Reproduce verbatim the stretch of the listing from the line containing "Where is each instance of the cliff" through the line containing "point(183, 50)", both lines included.

Point annotation listing:
-*-
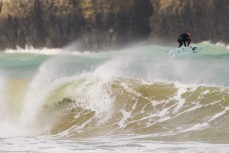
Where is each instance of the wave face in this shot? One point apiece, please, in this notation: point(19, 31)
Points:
point(139, 93)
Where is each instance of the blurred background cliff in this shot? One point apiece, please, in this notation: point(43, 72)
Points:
point(107, 24)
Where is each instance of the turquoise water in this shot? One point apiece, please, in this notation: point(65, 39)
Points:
point(138, 99)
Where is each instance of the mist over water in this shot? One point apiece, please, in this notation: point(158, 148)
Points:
point(115, 100)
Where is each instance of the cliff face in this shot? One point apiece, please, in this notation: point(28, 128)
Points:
point(94, 24)
point(105, 24)
point(206, 19)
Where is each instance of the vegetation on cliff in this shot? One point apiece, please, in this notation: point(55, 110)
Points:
point(106, 24)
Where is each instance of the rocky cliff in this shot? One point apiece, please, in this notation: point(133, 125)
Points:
point(93, 24)
point(105, 24)
point(206, 19)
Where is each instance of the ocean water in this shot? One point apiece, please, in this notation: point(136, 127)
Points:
point(138, 99)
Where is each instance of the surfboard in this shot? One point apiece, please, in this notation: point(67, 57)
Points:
point(183, 50)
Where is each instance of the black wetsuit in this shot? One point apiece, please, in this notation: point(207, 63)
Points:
point(183, 38)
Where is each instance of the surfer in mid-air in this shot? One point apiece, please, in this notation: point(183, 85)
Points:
point(183, 38)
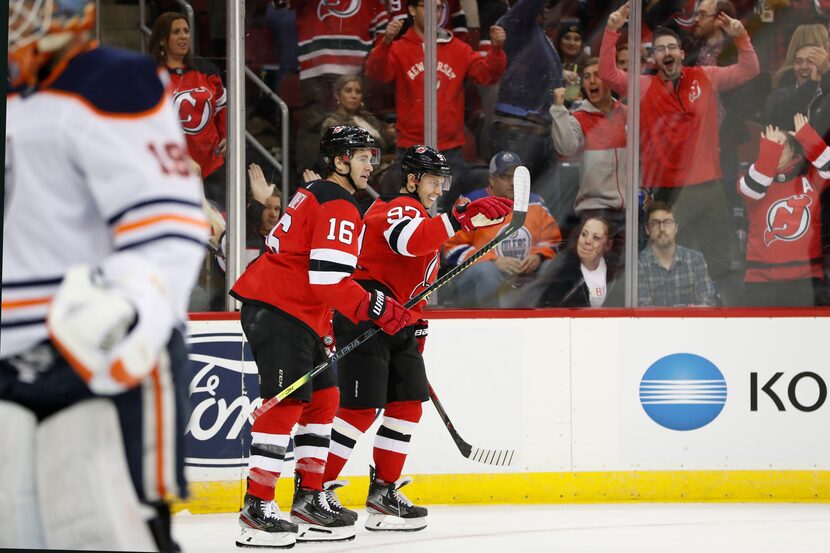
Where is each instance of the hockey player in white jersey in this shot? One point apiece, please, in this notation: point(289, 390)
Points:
-*-
— Task answer —
Where is each instance of the cliff face in this shot? One point apiece, please, in this notation: point(28, 128)
Points:
point(94, 24)
point(105, 24)
point(206, 19)
Where is each instance of the vegetation on cliff in this shot? One point apiece, please, in this notation: point(55, 110)
Points:
point(106, 24)
Where is each instance of the rocky cliff in this shot? One point apiece, please, in this notation: point(133, 125)
Points:
point(93, 24)
point(105, 24)
point(206, 19)
Where is each instance of the ocean water in this shot? One point apiece, please, in this notation: point(136, 127)
Points:
point(138, 99)
Where is each instance of the surfboard in this shot? One point apiece, please, in this notation: point(67, 57)
Points:
point(183, 50)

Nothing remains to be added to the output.